*** PROVIDED TEXT ***

The gender pay gap has been a pressing issue, and the outlook for millennials may not be good.

Although the gender pay gap is smaller for millennials than for Baby Boomers or Generation X, data indicates the gap will continue to widen as millennials become more entrenched in the workplace and earn more.

Recently, celebrities have been at the forefront of pay discrepancies. When the film "All the Money in the World" needed to reshoot scenes, four-time Oscar nominee Michelle Williams was paid less than $1,000 while co-star Mark Wahlberg made $1.5 million. 

Over on television, Hoda Kotb is making $7 million a year as Matt Lauer's replacement on NBC's "Today." Lauer — who was fired for "inappropriate sexual behavior" was earning $25 million a year.

While these examples from the world of entertainment may seem to be part of a dying problem, new data shows that the gender pay gap is very much still an issue for young people.

Paychex and IHS Markit Small Business Employment Watch studied small businesses — those with less than 50 employees — to find wages and wage growth rates based on gender and age group. Paychex collected the data in September 2017 from the payrolls of its 350,000 clients.

The report found that among small business employees, young women still earn less than young men. But perhaps more concerning: Wages for millennial men are growing at a faster rate than for millennial women with comparable jobs.

BI Graphics_National millennial earnings and wage growth (1)

Samantha Lee/Business InsiderThe study showed that the average millennial makes $21.80 per hour, nearly $6 less than the national average. The report notes that lower wages for younger workers are on account of time spent in the workforce and not a result of lower productivity or skills deficiency. Overall, men make more per hour and put in slightly more hours — 39.6 hours per week for men and 37.5 hours for women.

Average hourly wages are growing at 5.8% for millennials compared t0 3.0% for workers across all age groups. The difference in growth rate should eventually level out the pay gap between age groups.

*** GIVEN ENTRIES ***

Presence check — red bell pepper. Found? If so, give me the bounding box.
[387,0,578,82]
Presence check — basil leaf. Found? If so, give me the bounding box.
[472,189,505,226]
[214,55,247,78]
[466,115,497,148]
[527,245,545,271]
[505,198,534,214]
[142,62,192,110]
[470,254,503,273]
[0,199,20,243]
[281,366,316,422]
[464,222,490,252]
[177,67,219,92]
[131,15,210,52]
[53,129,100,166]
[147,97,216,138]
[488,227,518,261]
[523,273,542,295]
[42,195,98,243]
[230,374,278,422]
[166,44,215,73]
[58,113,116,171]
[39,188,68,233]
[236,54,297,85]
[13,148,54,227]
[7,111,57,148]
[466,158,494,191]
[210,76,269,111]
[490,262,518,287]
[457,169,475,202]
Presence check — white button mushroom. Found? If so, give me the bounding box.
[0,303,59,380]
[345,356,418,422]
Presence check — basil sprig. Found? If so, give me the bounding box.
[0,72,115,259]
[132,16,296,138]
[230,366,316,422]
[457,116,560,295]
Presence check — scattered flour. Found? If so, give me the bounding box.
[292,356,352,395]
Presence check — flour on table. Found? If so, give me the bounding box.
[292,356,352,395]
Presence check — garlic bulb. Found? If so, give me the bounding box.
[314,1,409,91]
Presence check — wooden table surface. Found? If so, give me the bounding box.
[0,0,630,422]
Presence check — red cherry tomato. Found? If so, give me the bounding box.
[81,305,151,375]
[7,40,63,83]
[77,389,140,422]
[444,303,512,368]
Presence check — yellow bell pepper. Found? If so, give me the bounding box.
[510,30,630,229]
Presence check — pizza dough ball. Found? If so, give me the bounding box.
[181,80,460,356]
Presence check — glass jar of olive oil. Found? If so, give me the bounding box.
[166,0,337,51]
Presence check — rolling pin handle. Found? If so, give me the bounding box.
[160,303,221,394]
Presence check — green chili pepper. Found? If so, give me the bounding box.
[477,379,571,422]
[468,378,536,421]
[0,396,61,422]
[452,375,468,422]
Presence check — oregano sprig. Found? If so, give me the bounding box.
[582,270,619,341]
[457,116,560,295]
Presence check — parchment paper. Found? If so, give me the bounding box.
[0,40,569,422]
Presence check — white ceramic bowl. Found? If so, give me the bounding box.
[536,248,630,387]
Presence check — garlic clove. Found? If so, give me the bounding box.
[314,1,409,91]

***

PROBLEMS TO SOLVE ▸
1 – Can you copy, word for word, the part of the millennial pay gap article starting with "BI Graphics_National millennial" and going on through "between age groups."?
2 – Would you continue the article on the millennial gender pay gap from its final sentence onward?

TASK-BY-TASK RESULTS ▸
1 –
BI Graphics_National millennial earnings and wage growth (1)

Samantha Lee/Business InsiderThe study showed that the average millennial makes $21.80 per hour, nearly $6 less than the national average. The report notes that lower wages for younger workers are on account of time spent in the workforce and not a result of lower productivity or skills deficiency. Overall, men make more per hour and put in slightly more hours — 39.6 hours per week for men and 37.5 hours for women.

Average hourly wages are growing at 5.8% for millennials compared t0 3.0% for workers across all age groups. The difference in growth rate should eventually level out the pay gap between age groups.

2 –
Millennial women earn less across every region and industry than their male coworkers

Working men make $6.64 per hour more than women, but the difference falls to $2.59 when looking only at millennials.

Millennial women employed by small businesses are making 89% of what men are, information that is consistent with the economy of large. Data from the Bureau of Labor Statistics show that although a gender pay gap is smaller for millennials, it still exists.

Likewise, macroeconomic figures show that the wage gap for millennials is increasing — not narrowing — over time. BLS data shows that young men and women became closest to pay parity in 2011.

BI Graphics_Millennial hourly earnings and wage growth by region (2)

Samantha Lee/Business Insider

In small businesses measured by the study, millennial men make more than their female counterparts in every region of the country. The west is the only geographic region where women have a higher wage growth rate than men.

For millennials, men make more in wages than women in every industry observed. The largest gap is found in educational and health services which also has the highest percentage of women in the field.

In all eight industries, men's wage growth also outpaces women's, meaning the gap in real wages will continue to grow.

BI Graphics_Millennial hourly earnings and wage growth by industry (1)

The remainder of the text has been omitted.